Find each line in the data below that contains the string "clam" and copy those lines.

(Excerpts of location labeling data)
=-=-=

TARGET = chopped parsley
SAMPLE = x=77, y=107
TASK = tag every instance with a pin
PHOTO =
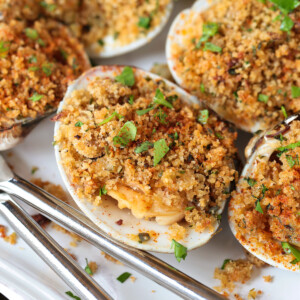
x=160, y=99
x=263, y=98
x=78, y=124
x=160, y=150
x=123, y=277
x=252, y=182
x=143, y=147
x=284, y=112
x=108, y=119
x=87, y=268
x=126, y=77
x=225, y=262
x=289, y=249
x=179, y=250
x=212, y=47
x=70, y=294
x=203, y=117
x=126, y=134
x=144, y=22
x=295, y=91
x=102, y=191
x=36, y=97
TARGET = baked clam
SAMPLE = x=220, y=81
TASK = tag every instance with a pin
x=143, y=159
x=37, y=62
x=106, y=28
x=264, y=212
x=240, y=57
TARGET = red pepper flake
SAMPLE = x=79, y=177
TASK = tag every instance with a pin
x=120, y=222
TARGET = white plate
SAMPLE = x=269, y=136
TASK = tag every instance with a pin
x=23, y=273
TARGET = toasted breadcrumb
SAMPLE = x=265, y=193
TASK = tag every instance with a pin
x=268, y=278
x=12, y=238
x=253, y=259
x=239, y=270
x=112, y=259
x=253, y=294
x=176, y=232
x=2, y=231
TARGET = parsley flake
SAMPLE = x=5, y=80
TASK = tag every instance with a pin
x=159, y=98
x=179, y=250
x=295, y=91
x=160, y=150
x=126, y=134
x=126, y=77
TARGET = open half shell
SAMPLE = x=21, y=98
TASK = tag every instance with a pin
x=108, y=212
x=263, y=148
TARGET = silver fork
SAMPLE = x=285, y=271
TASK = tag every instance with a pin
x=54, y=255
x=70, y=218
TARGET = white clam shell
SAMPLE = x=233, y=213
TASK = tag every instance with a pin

=-=-=

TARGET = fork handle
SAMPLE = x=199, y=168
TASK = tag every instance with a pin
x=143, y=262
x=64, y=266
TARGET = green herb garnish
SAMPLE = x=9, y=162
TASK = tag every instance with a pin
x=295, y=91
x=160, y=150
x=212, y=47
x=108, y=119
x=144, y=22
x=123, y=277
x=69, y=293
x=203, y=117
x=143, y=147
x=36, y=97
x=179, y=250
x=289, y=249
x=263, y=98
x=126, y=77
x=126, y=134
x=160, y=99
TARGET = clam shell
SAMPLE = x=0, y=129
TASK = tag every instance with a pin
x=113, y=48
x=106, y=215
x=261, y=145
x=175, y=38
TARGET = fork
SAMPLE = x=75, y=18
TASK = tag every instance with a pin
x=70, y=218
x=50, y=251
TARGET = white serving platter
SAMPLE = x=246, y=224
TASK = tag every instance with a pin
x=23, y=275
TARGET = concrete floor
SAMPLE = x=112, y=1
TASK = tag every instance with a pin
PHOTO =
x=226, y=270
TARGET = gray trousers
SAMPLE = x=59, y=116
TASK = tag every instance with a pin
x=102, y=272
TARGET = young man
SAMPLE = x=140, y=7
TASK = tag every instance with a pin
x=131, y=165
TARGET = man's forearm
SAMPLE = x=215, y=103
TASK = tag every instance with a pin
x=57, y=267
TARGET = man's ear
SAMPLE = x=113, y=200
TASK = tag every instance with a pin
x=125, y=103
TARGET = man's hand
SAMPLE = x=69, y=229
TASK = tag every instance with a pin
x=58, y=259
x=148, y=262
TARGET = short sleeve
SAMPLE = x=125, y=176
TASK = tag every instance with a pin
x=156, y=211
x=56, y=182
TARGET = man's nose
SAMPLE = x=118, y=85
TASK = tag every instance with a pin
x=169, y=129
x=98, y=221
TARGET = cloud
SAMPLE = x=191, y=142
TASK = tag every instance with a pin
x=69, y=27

=-=-=

* _Response to this task_
TARGET = baked clam
TARGET = white clam shell
TARGET = clam shell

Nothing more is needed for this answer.